• _Provided records_
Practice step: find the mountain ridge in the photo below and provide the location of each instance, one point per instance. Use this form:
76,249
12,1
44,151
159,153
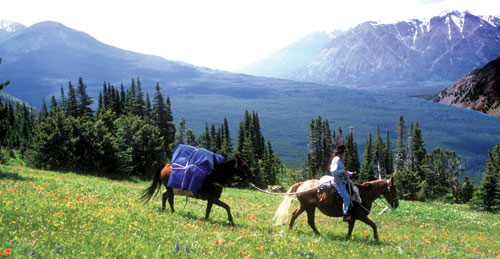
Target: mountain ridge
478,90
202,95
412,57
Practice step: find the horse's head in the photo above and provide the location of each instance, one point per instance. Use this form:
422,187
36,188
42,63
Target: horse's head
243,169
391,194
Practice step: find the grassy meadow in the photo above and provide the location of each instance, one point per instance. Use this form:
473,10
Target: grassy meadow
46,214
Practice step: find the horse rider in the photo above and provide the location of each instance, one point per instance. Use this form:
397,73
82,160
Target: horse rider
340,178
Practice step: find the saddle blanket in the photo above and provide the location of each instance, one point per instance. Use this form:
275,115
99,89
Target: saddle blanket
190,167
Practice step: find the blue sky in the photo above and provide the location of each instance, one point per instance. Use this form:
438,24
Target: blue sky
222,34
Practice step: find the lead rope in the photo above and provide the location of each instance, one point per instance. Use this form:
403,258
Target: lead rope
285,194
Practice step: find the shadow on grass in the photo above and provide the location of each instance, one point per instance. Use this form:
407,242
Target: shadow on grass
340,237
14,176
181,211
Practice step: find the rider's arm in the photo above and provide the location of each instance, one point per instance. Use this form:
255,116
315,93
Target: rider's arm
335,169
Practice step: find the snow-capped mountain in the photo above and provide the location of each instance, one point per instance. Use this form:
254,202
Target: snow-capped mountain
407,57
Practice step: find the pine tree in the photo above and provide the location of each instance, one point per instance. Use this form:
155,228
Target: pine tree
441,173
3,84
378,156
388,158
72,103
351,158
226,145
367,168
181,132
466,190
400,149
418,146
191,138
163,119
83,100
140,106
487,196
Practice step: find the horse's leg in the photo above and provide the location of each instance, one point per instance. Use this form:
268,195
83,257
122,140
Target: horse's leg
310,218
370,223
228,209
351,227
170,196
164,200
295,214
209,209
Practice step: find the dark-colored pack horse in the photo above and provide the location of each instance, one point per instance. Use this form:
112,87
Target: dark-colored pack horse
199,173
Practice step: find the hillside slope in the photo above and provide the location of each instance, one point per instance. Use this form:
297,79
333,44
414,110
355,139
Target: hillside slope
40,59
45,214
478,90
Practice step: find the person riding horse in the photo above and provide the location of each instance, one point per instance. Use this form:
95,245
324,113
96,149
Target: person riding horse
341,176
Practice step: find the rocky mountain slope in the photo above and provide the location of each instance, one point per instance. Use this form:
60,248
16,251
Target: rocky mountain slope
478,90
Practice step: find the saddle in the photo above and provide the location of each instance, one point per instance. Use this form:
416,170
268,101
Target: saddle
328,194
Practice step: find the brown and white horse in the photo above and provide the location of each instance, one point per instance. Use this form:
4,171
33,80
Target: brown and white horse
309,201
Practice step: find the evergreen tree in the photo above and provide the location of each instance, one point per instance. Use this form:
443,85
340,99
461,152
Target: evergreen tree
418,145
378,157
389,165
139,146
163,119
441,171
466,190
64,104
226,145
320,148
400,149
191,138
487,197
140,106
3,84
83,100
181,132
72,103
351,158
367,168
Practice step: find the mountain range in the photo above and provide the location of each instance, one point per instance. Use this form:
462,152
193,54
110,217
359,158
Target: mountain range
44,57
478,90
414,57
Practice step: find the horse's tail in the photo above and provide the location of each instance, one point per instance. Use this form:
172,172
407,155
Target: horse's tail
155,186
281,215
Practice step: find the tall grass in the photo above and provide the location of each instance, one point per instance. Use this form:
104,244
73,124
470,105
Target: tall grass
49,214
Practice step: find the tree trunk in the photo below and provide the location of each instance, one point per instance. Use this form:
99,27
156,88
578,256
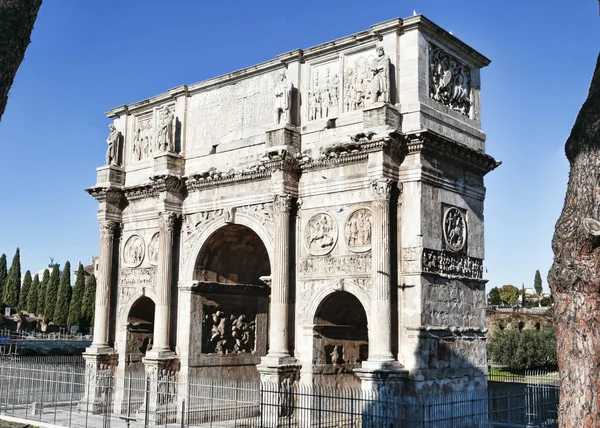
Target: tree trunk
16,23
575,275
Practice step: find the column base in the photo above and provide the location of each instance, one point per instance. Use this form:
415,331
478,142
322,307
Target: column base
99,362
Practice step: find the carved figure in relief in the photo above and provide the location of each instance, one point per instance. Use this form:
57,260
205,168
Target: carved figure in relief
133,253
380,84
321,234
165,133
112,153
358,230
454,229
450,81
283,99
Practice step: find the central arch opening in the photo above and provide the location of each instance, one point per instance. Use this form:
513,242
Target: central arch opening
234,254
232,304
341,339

• _What you need to do_
Starting at the line that contains "Practice step: find the saddle in", write out every line through the final line of the entries, word for word; skip any pictures.

• _Response to this exercise_
Practice step: find the saddle in the photo above and provide the location of each instance, one point per instance. Use this form:
416,170
268,101
Target: saddle
328,194
Practice step: find the brown and white horse in the photo above and provide the location of each instance, one point per instance. Use this form:
4,171
33,80
Target: brown and white horse
309,201
Practice step: find the evergreen tree in the photo above and provide the location of each instance, one point per instance. Use this form:
443,85
340,99
461,152
Target: evergreen tree
418,145
378,157
389,165
139,146
163,119
441,171
466,190
64,104
226,145
320,148
400,149
191,138
487,197
140,106
3,84
83,100
181,132
72,103
351,158
367,168
Practice step: find the mountain range in the photo above and provide the location of each instance, one point per instance. Use this form:
462,152
193,54
110,217
359,158
Target: mountain range
44,57
478,90
414,57
Practice step: find the horse's tail in the photo above and provide the location of each instance, one point per instance. Use this form:
172,172
407,155
Target: horse's tail
155,186
281,215
Practice step: find the tall grass in the photo above and provide the location of each instance, one point per instance. Use this form:
104,244
73,124
470,105
Target: tall grass
49,214
Practice step: find the tree trunk in the photo below and provide the location of each instance, one point per instance. Use this form:
99,27
156,88
578,256
Target: tree trunk
16,23
575,275
Practice step: find the column base in the photo above and provide the location of each instance, one point per instance. Use this form:
415,331
478,142
322,307
Target: column base
99,362
Practice step: find the carved figure in relief in the photo above and provide the location of each instance, one point per instance. Use this form:
57,260
205,168
Target: carved figure in relief
133,253
380,84
321,234
165,133
112,153
358,230
454,229
450,81
283,99
Practice step: find the central arch opening in the photo above and provide the location of each instance, one point per instance. Use this form:
513,242
Target: central arch opening
234,254
232,304
341,339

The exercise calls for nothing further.